== Task item ==
Line count for the string "zebra": give the number of lines in the data below that contain it, and nothing more.

(Records shown Opens)

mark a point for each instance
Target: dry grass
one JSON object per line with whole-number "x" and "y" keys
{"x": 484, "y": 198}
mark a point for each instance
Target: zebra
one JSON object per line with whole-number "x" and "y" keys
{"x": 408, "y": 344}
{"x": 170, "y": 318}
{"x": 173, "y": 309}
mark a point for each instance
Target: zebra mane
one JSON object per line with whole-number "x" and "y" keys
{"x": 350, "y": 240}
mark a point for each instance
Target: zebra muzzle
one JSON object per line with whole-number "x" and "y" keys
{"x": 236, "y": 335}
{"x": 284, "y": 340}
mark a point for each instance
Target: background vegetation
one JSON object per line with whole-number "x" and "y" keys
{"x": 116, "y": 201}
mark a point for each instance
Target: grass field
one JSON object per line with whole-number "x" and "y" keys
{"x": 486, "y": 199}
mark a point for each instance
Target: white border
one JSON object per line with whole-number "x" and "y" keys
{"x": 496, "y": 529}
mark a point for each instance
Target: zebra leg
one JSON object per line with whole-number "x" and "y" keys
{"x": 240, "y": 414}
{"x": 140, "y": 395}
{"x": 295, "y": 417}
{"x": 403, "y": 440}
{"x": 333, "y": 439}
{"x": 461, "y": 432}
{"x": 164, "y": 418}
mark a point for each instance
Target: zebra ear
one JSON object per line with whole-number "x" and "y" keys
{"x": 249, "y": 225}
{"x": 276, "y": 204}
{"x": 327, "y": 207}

(Records shown Closes)

== Response area ==
5